◆ À faire: Mets à jour un passage du texte sur la falsification des notes : commence aux mots « L’Université Cheikh Anta Diop de », arrête-toi après « Doyen de la fac. », et remplace partout « Ucad » par « UCAD ».

◆ Texte fourni:
----

L’Université Cheikh Anta Diop de Dakar (Ucad) est fortement ébranlée par le scandale de la falsification des notes à la Faculté des lettres et sciences humaines (Flsh). Cette affaire, révélée par la presse, suscite l’indignation.
Le scandale des notes falsifiées au profit de certains étudiants en licence 1 et 2 du département de Lettres modernes, à la Faculté des Lettres et sciences humaines (Flsh), est en train de secouer l’Université Cheikh Anta Diop (Ucad). L’affaire a été découverte lorsque le chef de département a remarqué des incohérences dans certaines notes et a immédiatement alerté le Doyen de la fac.

----

◆ Données fournies:
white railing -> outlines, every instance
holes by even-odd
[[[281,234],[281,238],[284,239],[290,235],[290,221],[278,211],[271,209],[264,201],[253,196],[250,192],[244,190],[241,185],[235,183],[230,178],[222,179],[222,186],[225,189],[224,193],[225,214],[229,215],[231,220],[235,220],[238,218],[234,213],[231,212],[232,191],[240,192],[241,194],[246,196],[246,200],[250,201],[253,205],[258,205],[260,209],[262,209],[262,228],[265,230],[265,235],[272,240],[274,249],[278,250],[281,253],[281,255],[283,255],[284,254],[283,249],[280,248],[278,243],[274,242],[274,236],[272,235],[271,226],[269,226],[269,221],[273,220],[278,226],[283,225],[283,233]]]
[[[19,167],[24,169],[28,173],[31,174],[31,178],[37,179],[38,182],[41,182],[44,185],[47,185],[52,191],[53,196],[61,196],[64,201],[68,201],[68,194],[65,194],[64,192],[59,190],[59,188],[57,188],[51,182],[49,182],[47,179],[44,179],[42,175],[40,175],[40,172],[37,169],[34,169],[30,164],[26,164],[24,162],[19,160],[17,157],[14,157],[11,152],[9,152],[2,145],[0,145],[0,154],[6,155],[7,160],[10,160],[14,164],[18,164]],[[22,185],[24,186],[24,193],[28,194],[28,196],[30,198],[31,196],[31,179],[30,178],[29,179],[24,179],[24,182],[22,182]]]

----

◆ Réponse:
L’Université Cheikh Anta Diop de Dakar (UCAD) est fortement ébranlée par le scandale de la falsification des notes à la Faculté des lettres et sciences humaines (Flsh). Cette affaire, révélée par la presse, suscite l’indignation.
Le scandale des notes falsifiées au profit de certains étudiants en licence 1 et 2 du département de Lettres modernes, à la Faculté des Lettres et sciences humaines (Flsh), est en train de secouer l’Université Cheikh Anta Diop (UCAD). L’affaire a été découverte lorsque le chef de département a remarqué des incohérences dans certaines notes et a immédiatement alerté le Doyen de la fac.